▸ **Instructions for the task**
Your task is to write out exactly the lines from the line containing "Target: building facade" through the end of the records, inclusive at both ends.

▸ **Data supplied**
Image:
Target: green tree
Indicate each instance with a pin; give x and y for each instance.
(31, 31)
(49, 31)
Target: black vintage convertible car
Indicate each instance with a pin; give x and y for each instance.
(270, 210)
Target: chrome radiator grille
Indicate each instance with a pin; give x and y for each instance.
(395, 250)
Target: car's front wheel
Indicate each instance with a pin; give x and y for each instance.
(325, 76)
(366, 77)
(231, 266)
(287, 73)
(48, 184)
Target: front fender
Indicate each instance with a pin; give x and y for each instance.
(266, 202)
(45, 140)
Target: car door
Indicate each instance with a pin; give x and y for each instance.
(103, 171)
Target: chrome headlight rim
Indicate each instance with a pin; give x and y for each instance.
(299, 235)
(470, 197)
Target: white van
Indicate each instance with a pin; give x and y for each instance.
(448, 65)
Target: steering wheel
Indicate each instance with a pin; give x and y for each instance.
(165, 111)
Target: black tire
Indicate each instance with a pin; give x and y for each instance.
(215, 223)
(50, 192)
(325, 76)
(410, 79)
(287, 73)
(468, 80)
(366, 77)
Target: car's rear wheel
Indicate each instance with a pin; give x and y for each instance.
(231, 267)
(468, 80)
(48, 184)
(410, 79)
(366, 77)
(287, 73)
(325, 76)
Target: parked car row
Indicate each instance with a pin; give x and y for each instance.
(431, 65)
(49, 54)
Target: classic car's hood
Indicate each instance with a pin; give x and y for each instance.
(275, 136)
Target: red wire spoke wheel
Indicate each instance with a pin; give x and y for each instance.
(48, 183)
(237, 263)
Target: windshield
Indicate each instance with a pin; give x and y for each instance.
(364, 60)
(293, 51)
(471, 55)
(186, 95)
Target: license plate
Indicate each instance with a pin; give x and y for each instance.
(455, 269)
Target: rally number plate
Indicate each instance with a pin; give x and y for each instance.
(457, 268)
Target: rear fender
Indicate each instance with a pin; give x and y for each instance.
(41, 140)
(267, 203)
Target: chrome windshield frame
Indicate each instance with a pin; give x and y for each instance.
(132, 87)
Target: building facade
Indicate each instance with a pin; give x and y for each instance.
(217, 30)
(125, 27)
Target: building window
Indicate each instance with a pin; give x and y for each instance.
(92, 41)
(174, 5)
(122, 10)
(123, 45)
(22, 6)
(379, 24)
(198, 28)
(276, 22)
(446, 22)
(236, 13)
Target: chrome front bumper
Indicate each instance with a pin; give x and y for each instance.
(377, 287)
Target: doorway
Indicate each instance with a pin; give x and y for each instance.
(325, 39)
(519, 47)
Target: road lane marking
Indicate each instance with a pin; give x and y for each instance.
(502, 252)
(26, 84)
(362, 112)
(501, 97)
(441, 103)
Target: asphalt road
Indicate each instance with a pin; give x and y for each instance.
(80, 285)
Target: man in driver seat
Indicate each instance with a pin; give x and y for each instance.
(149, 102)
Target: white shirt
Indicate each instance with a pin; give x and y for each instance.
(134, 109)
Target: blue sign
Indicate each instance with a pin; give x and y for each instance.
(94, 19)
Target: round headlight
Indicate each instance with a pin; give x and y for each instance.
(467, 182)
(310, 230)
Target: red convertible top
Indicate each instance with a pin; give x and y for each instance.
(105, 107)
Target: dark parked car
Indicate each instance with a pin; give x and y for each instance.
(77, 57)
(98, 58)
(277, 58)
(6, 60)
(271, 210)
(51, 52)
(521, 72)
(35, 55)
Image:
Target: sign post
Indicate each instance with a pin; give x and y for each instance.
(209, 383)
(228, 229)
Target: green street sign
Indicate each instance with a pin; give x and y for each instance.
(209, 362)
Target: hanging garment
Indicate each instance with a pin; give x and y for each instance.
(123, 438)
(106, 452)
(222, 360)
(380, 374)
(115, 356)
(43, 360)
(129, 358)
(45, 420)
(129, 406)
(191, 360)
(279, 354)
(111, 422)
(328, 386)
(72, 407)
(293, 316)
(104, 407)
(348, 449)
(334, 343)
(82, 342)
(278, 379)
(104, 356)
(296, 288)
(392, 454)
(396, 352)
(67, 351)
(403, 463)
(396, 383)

▸ **Final answer**
Target: building facade
Indicate each instance with a pin; give x and y for each instance.
(217, 30)
(125, 27)
Target: building window
Indicate each instance with a pin; give x and y for each instance.
(92, 41)
(174, 5)
(122, 10)
(123, 45)
(22, 6)
(379, 24)
(198, 28)
(276, 22)
(446, 22)
(236, 13)
Target: chrome front bumper
Indicate each instance with a pin; give x and y for each instance.
(377, 287)
Target: doorway
Indicate each instance with a pin; give x and y for each instance.
(325, 39)
(519, 47)
Target: road lane marking
Indicate each instance with a pin; give x and y for each instance.
(502, 252)
(26, 84)
(362, 112)
(501, 97)
(441, 103)
Target: asphalt road
Indicate each instance with a pin; give x and y for each instance.
(80, 285)
Target: man in driver seat
Indicate each instance with a pin; give x and y for each instance.
(149, 102)
Target: white shirt
Indicate each instance with a pin; give x and y for each instance.
(134, 109)
Target: blue sign
Indicate each instance with a pin; give x and y for each instance.
(94, 19)
Target: round headlight
Indicate each instance with a pin; give x and y for each instance.
(467, 182)
(310, 230)
Target: red convertible top
Indicate each instance with a pin; give x and y for each instance.
(105, 107)
Target: dark parked car
Indicate each instance with a pin; give x and y for each instance.
(77, 57)
(98, 58)
(277, 58)
(6, 60)
(271, 210)
(51, 52)
(521, 72)
(35, 55)
Image:
Target: sign post
Indicate each instance with a pin; give x and y for each instance.
(209, 383)
(228, 229)
Target: green street sign
Indicate each instance with a pin; give x and y for each instance.
(209, 362)
Target: hanging garment
Indicate each instance with a pin; give x and y for each instance.
(123, 438)
(106, 452)
(222, 360)
(380, 374)
(115, 356)
(43, 360)
(129, 358)
(45, 420)
(129, 406)
(191, 360)
(279, 354)
(111, 422)
(328, 386)
(72, 407)
(293, 316)
(104, 407)
(348, 449)
(334, 343)
(82, 342)
(278, 379)
(104, 356)
(296, 288)
(392, 454)
(396, 352)
(67, 351)
(403, 463)
(396, 383)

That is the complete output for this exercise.